## begin PROVIDED ENTRIES
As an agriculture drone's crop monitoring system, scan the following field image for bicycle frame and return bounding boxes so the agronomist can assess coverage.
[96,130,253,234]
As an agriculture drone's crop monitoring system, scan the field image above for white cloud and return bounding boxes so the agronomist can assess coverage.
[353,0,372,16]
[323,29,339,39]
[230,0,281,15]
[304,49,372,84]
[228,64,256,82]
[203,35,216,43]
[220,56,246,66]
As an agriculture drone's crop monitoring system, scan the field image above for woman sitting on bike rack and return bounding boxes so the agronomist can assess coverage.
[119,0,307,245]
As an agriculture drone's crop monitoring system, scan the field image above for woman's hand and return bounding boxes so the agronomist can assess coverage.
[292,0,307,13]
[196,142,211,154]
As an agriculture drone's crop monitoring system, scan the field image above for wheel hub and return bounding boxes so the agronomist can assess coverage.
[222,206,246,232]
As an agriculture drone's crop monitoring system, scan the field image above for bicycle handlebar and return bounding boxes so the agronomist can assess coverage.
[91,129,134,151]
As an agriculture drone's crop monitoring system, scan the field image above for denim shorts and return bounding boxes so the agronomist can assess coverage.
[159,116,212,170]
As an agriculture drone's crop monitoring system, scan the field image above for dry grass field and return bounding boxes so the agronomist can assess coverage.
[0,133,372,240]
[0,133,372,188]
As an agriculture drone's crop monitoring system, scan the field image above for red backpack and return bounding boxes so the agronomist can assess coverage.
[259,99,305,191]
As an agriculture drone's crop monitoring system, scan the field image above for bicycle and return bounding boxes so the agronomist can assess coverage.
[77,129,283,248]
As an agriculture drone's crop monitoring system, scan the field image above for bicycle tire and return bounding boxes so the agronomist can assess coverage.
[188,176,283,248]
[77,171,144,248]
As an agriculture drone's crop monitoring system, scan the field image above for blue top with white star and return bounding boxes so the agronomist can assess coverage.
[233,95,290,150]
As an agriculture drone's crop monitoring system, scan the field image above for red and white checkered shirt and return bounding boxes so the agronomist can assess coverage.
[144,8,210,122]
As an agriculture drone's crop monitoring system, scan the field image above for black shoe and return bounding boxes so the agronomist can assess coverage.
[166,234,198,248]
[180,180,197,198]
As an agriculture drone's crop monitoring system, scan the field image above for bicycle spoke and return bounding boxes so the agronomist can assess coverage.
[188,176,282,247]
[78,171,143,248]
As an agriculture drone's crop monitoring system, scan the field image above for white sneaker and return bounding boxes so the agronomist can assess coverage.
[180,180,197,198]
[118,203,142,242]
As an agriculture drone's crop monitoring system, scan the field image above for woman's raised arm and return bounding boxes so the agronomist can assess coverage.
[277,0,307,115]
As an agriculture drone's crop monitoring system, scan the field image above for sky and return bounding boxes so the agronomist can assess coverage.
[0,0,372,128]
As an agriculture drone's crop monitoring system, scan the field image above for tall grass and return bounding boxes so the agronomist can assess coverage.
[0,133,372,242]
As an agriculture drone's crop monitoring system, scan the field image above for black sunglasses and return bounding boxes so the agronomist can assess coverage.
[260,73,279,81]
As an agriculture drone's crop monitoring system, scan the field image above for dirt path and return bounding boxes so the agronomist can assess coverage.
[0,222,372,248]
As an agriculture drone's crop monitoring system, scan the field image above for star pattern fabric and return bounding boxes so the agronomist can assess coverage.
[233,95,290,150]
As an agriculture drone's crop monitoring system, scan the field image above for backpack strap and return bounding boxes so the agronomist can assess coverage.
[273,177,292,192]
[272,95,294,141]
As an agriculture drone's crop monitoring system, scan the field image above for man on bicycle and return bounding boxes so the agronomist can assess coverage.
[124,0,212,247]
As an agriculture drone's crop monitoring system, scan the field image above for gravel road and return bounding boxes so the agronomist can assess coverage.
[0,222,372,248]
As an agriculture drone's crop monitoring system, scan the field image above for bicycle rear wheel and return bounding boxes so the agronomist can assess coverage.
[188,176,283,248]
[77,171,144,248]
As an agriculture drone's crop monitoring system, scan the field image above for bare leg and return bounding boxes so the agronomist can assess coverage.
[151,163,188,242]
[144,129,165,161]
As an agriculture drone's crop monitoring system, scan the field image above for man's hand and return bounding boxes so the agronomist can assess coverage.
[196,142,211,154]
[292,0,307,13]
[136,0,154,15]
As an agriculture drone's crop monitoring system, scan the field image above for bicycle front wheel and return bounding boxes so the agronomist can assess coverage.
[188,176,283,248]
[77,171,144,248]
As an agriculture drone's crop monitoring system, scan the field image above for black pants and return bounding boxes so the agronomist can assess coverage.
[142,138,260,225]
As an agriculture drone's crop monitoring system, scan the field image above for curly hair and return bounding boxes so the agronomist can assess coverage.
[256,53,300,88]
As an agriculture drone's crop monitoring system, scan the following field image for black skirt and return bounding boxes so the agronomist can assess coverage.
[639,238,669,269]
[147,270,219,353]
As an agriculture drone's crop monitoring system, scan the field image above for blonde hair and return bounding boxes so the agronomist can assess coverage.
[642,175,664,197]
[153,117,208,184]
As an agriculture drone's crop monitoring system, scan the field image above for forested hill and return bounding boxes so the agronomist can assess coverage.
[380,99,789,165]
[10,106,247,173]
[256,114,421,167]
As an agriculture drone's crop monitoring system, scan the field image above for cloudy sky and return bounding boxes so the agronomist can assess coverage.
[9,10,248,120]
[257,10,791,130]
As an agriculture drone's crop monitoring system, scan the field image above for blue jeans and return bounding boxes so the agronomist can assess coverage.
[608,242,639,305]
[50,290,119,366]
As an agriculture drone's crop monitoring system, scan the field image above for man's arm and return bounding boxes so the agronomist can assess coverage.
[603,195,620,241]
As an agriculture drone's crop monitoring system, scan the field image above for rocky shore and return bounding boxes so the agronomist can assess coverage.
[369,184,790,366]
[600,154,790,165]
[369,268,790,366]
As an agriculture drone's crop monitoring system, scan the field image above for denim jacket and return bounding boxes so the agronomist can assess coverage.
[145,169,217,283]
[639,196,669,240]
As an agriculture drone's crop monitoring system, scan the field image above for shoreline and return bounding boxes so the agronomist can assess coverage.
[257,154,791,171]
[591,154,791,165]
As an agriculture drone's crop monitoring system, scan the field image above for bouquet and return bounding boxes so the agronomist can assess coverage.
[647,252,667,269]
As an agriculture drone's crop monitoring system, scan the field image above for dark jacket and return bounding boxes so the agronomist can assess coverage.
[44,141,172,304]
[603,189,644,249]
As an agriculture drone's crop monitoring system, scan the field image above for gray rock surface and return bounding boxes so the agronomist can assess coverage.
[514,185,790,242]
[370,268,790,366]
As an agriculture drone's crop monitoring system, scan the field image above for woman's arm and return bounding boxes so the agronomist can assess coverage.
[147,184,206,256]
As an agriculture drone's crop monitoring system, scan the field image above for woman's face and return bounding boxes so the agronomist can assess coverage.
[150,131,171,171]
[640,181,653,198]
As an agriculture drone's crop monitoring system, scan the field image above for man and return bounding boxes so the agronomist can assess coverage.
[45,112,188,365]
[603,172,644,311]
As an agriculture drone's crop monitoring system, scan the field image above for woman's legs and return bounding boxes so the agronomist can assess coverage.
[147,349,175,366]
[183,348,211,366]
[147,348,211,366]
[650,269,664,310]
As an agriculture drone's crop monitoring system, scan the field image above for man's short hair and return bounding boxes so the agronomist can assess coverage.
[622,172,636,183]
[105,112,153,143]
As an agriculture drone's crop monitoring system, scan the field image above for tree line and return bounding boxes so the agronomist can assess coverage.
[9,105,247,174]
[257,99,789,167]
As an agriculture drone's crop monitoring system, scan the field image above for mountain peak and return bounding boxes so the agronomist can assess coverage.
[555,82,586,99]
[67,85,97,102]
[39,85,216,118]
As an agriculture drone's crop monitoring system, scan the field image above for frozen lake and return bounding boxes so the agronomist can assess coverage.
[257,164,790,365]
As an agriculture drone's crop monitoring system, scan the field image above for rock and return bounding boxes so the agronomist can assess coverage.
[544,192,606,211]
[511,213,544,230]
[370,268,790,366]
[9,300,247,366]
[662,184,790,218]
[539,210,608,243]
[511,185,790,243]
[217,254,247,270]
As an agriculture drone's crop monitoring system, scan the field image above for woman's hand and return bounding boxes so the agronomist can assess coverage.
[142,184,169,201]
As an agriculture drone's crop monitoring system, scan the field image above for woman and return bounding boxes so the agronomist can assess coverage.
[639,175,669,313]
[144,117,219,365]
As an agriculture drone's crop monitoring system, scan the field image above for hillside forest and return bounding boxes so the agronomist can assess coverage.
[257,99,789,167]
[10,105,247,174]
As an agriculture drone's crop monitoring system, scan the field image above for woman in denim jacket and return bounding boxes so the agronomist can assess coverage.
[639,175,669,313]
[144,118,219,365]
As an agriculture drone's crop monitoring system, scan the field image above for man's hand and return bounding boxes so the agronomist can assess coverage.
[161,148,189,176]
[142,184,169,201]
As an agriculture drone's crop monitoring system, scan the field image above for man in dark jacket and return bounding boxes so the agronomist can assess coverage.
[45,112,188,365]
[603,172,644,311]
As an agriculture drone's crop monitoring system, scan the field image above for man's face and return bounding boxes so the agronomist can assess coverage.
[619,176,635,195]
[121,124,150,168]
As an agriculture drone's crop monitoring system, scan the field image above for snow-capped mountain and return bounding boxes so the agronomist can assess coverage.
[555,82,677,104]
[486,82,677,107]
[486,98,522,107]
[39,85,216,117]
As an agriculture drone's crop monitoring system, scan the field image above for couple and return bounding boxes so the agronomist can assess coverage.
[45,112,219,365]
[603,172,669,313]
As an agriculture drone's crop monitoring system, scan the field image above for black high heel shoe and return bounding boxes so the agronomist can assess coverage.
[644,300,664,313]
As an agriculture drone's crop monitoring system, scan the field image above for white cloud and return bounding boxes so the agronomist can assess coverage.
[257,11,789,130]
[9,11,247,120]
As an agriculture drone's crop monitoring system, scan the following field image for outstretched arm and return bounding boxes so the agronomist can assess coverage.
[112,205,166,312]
## end PROVIDED ENTRIES
-- TASK INSTRUCTIONS --
In the listing, rewrite everything from the line containing "for red and" down to the line containing "[144,8,210,122]" as a numbered list, skipping any blank lines.

-- TASK RESULT --
1. As an agriculture drone's crop monitoring system, scan the field image above for red and white checkered shirt and return bounding boxes so the agronomist can assess coverage.
2. [144,8,210,122]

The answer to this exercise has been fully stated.